#### Consigne 1:
D'après le texte sur la démission de Sepp Blatter, depuis quelle année était-il en poste à la tête de la FIFA ?
#### Consigne 2:
Rédigez la suite du texte sur la démission de Sepp Blatter, en reprenant juste après sa dernière phrase.

::: Texte fourni

La tempête a fini par avoir raison de l'insubmersible Joseph Blatter: le patron de la FIFA a annoncé mardi qu'il renonçait à la présidence de l'instance, secouée par une série de scandales de corruption, mais qu'il continuera à exercer ses fonctions jusqu'à la désignation de son successeur.
M. Blatter, 79 ans, en poste depuis 1998 et pourtant réélu vendredi pour un cinquième mandat, a indiqué qu'il allait convoquer un congrès extraordinaire au cours duquel un nouveau patron sera désigné.
Ce congrès devrait se tenir entre décembre 2015 et mars 2016.
Le New York Times et ABC News ont fait état mardi d'une enquête du FBI visant directement le Suisse, la télévision américaine précisant qu'il est dans le collimateur pour les faits de corruption et de pots-de-vin qui ont mené aux arrestations de mercredi dernier.
Au fil des ans et des affaires, Sepp Blatter a souvent filé la métaphore du capitaine qui n'abandonne pas son navire, quelle que soit la violence des éléments contraires. Mais cette fois, c'en était trop. La mise en cause directe de son bras droit, Jérôme Valcke, N.2 de l'instance, a précipité sa démission.
«Bien que les membres de la FIFA m'aient conféré ce mandat, ce mandat n'a pas le soutien de l'intégralité du monde du football, j'entends par-là des supporters, des joueurs, des clubs et de tous ceux qui vivent, respirent et aiment le football autant que nous tous à la FIFA. C'est pourquoi je remettrai mon mandat à disposition lors d'un Congrès électif extraordinaire», a déclaré M. Blatter en français lors d'une courte conférence de presse.
Très rapidement, Michel Platini, président de l'UEFA et ennemi déclaré de Blatter, a fait part de sa satisfaction. «C'était une décision difficile, une décision courageuse, et la bonne décision», a dit le Français, dont le nom va inévitablement resurgir comme possible futur président.
Valcke mis en cause
Le départ annoncé de celui que l'on pensait insubmersible a par ailleurs provoqué nombre de réactions, très largement positives. «C'est une excellente nouvelle», a ainsi jugé le président de la fédération anglaise (FA) Greg Dyke.

::::::
::: Données affichées

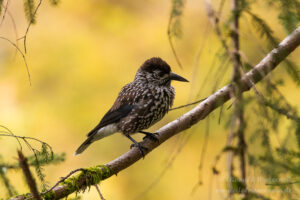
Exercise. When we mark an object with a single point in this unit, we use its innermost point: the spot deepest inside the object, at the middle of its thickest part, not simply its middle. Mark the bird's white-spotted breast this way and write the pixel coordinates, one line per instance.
(150, 105)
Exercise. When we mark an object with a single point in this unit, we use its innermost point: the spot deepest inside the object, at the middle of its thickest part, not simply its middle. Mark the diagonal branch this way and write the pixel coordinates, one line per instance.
(94, 175)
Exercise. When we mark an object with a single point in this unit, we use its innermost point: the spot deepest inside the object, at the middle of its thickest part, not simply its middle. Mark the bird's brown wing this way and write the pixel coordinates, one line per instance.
(112, 117)
(121, 108)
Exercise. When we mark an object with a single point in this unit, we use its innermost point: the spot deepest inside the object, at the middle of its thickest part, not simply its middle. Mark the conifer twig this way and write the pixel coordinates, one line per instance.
(28, 176)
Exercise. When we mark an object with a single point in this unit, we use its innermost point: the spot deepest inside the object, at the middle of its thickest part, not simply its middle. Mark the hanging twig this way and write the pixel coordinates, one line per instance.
(28, 176)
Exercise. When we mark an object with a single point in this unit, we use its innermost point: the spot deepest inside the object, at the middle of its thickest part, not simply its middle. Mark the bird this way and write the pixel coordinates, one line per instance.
(140, 104)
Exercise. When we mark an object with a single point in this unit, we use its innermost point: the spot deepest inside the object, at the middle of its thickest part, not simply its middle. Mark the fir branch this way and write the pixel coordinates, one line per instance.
(29, 11)
(29, 178)
(10, 189)
(94, 175)
(23, 56)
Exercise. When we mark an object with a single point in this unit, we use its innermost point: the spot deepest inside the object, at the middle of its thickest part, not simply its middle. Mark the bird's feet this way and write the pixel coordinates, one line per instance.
(151, 136)
(140, 147)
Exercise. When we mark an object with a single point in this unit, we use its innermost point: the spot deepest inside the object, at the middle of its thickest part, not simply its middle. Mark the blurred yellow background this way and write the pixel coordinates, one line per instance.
(80, 54)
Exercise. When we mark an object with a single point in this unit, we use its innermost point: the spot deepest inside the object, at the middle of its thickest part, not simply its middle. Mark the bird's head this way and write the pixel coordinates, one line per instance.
(157, 71)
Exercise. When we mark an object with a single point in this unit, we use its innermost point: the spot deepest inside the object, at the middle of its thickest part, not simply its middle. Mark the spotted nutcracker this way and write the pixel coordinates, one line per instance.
(139, 105)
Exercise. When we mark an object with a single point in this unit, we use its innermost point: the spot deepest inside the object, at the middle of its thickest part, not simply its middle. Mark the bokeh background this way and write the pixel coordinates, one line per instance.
(80, 54)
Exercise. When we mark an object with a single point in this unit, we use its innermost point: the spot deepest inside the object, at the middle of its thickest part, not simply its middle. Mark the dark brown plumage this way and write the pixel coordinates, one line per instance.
(140, 103)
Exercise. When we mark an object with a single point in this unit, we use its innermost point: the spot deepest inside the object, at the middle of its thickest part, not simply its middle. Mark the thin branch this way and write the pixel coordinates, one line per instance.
(28, 176)
(93, 176)
(22, 54)
(173, 50)
(4, 14)
(29, 25)
(189, 104)
(238, 104)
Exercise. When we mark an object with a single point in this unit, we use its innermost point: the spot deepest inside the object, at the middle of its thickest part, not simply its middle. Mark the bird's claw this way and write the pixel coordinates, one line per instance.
(140, 147)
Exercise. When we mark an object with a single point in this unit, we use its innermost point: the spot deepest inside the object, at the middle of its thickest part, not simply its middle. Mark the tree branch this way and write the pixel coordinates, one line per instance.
(94, 175)
(28, 176)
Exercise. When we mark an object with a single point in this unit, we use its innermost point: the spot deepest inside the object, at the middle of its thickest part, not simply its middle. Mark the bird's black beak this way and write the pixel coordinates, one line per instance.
(176, 77)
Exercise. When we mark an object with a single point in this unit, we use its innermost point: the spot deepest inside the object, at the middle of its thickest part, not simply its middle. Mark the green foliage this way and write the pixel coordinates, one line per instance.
(40, 158)
(289, 15)
(29, 10)
(263, 28)
(174, 28)
(10, 189)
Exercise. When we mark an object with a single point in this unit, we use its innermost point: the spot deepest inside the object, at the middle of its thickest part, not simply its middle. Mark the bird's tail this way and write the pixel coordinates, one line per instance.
(84, 145)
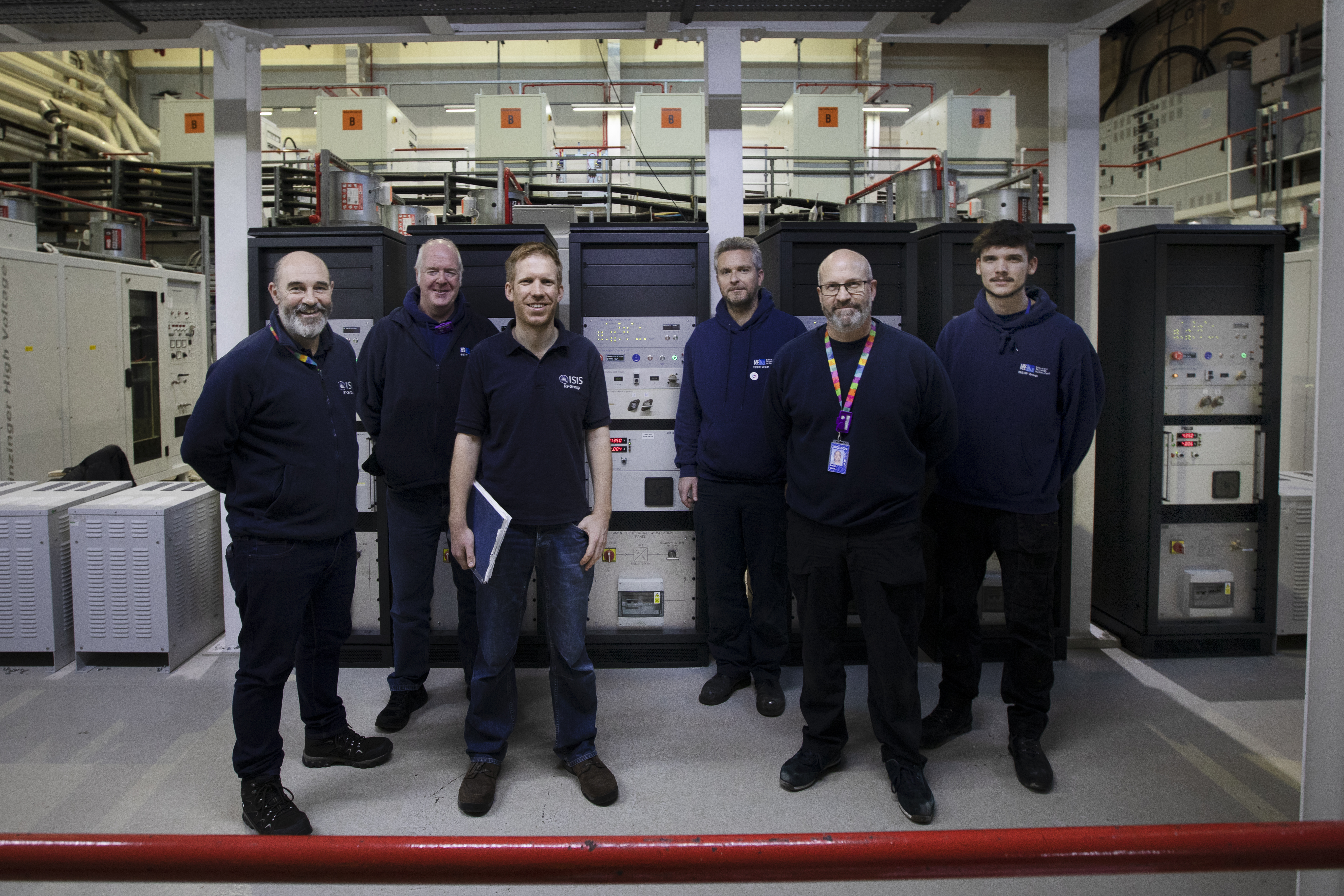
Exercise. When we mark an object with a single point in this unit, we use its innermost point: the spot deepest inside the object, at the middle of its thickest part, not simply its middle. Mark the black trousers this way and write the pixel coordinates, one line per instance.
(882, 569)
(295, 604)
(740, 527)
(1027, 546)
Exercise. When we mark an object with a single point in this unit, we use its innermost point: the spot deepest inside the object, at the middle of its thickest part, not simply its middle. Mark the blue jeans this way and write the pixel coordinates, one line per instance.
(414, 522)
(562, 592)
(295, 604)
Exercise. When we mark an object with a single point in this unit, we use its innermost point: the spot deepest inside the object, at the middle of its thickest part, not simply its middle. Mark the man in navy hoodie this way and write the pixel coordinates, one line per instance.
(410, 378)
(275, 432)
(733, 481)
(1029, 391)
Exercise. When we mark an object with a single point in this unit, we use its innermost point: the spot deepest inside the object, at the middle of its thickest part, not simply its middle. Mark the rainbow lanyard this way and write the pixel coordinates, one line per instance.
(306, 359)
(846, 417)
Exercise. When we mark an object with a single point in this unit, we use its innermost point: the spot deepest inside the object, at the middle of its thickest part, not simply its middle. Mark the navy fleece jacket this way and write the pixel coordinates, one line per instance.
(1029, 398)
(724, 378)
(408, 397)
(905, 421)
(278, 437)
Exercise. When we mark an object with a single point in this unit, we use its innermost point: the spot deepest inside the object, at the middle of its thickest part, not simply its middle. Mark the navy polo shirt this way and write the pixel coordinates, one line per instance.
(533, 417)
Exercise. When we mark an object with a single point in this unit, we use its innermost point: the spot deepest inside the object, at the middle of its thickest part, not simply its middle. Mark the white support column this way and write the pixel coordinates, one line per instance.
(724, 154)
(1323, 738)
(1074, 162)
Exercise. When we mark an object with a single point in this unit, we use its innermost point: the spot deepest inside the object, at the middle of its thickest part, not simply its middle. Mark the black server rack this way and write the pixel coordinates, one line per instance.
(368, 266)
(1190, 332)
(792, 252)
(948, 287)
(639, 291)
(484, 249)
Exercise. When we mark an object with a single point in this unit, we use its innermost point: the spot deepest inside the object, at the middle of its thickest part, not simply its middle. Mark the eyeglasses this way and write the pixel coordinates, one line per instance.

::::::

#### Réponse finale 1:
Depuis 1998.

#### Réponse finale 2:
«Bonne nouvelle» aussi pour le Néerlandais Michael Van Praag, un temps candidat pour le scrutin de vendredi dernier, lors duquel Blatter avait obtenu un cinquième mandat face au prince jordanien Ali Bin Hussein. L'équipe de celui-ci a d'ailleurs assuré qu'il était «prêt à prendre la tête de la FIFA à tout moment, si on lui demande».
De son côté, le Portugais Luis Figo, lui aussi un temps prétendant à la succession de Blatter, a salué «un bon jour pour la FIFA et le football. Le changement arrive enfin».
La Concacaf, Confédération d'Amérique du Nord, centrale et Caraïbes, s'est dite prête à aider à la «reconstruction» de la FIFA et la Confédération sud-américaine de football (Conmebol) a appelé à «l'unité»pour oeuvrer à la rénovation de la FIFA.
Plusieurs commanditaires de la FIFA --Coca-Cola, Adidas, Visa et McDonald's-- ont également salué «un pas dans la bonne direction» pour restaurer une confiance ébranlée, tandis que le président du Comité international olympique (CIO) Thomas Bach a dit «respecter» la décision et s'est félicité des «réformes nécessaires» que le Suisse dit vouloir lancer d'ici à son départ.
Car en attendant ce congrès extraordinaire, M. Blatter se dit «libre des contraintes qu'impose inévitablement une élection» et «en mesure de se concentrer sur la mise en oeuvre des ambitieuses et profondes réformes qui transcenderont nos premiers efforts en la matière».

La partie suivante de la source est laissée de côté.